▸ **EXERCISE**: Count the lines in the entries below that contain the string "outline", and report only that number.

▸ **DATA TO PROCESS**:
┌──
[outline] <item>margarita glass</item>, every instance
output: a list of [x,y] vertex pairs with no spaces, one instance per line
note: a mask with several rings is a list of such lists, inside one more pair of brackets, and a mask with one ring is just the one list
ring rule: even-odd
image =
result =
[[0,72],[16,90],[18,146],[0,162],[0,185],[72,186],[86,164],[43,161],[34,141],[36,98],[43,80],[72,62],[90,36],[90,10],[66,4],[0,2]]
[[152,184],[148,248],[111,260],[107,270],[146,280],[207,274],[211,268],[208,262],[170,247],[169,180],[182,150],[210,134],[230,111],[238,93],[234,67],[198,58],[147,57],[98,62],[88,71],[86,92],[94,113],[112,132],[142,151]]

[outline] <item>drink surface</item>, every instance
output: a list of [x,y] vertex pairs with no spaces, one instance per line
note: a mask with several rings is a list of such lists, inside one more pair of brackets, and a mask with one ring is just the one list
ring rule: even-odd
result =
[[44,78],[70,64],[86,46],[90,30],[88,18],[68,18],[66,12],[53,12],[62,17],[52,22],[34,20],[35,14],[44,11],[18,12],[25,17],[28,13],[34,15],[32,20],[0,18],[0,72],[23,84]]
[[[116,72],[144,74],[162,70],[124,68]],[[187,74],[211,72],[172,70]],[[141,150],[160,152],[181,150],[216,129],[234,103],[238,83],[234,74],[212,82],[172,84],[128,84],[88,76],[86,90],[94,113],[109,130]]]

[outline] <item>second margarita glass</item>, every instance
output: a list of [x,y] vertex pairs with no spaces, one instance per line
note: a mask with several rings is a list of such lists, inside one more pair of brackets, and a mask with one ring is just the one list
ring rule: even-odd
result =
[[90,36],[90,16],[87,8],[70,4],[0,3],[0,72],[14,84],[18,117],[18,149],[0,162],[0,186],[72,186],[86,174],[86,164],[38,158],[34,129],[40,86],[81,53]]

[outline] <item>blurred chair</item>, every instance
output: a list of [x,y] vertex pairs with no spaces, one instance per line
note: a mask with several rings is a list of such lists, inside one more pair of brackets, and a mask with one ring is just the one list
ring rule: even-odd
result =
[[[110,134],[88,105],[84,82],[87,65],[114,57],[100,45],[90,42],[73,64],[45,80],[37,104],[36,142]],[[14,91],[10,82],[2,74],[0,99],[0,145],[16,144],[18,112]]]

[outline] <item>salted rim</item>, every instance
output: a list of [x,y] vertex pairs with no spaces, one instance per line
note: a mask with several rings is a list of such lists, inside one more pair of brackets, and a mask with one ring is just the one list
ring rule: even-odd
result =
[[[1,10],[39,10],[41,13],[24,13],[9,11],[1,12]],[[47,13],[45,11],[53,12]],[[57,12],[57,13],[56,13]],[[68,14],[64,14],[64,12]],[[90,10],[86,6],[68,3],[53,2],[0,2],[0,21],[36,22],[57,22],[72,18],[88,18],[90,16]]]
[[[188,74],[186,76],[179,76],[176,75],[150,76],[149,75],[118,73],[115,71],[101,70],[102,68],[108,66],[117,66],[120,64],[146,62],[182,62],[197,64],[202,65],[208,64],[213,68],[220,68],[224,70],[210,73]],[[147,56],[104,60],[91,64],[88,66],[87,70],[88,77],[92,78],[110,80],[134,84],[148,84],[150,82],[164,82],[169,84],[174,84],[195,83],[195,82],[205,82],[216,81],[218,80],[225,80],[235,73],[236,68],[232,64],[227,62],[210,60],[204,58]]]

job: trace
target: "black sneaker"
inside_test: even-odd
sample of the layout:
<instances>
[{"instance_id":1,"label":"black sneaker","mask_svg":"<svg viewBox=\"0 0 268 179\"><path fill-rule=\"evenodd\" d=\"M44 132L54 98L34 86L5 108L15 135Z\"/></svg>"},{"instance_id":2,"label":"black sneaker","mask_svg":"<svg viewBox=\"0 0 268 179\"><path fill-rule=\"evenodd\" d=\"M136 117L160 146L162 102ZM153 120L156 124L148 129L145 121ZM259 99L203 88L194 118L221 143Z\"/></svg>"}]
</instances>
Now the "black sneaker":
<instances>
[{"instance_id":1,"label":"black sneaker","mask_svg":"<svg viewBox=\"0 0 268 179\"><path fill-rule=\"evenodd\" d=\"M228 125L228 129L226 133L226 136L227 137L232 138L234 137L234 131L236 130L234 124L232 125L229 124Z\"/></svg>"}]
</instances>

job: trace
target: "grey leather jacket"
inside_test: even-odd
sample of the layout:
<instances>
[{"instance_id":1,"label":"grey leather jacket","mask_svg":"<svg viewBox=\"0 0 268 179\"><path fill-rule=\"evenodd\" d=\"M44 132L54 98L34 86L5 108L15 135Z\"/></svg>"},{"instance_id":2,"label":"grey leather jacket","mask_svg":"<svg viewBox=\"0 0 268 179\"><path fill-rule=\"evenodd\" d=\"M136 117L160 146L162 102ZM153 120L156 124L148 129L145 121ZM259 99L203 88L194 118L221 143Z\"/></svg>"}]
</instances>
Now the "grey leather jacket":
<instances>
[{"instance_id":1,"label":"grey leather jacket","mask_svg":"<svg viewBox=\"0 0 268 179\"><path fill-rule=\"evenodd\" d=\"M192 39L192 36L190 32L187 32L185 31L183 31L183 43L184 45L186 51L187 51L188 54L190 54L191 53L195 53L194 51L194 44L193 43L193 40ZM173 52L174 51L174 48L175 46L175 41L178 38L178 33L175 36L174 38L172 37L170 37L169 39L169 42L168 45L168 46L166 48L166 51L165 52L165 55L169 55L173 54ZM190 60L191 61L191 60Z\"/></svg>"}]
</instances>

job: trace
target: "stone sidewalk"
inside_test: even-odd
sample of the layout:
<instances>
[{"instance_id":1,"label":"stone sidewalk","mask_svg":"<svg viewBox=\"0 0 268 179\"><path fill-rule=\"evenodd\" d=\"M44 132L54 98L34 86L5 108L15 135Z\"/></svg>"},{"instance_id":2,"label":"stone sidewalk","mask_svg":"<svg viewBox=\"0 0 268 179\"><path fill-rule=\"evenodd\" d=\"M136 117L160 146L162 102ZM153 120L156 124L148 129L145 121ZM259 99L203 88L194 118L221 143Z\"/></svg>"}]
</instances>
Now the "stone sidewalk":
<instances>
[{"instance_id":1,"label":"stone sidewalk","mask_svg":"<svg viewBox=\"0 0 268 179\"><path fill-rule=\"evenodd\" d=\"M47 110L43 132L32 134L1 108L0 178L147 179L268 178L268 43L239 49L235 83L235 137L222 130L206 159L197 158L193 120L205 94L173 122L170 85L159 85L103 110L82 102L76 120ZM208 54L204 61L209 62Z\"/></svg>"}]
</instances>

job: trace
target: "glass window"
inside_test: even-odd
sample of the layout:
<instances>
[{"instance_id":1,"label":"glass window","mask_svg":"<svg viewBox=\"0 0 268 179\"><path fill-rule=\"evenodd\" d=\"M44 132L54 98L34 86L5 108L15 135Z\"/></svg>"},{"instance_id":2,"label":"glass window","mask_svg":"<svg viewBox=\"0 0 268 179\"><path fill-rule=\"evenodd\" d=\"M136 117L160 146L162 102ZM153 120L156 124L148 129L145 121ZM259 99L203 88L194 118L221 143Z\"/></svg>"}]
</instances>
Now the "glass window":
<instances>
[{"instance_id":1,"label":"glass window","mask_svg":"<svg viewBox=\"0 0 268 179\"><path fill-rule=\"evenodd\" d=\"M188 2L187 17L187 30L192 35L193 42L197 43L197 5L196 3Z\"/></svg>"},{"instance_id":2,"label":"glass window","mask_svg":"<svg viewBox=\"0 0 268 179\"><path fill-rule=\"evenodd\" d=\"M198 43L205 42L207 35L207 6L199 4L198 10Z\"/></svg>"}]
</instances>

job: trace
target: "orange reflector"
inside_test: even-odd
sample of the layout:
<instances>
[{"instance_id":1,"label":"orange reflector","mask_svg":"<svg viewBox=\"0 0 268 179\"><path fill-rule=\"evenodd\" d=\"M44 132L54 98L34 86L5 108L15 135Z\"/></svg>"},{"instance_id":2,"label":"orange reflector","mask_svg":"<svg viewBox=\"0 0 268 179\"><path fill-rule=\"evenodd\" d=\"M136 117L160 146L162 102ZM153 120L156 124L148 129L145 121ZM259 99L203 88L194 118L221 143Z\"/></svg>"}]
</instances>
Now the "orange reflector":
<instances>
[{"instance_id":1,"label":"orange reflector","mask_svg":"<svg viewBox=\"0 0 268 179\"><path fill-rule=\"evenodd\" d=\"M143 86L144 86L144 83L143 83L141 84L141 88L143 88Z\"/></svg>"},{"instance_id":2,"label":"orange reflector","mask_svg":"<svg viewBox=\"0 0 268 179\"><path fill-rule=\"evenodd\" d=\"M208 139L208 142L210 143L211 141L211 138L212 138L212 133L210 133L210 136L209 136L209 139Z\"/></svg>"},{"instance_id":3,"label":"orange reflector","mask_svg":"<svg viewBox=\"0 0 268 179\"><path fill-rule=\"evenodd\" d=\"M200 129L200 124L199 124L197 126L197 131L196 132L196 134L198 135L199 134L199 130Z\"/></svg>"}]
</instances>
└──
▸ **OUTPUT BELOW**: 5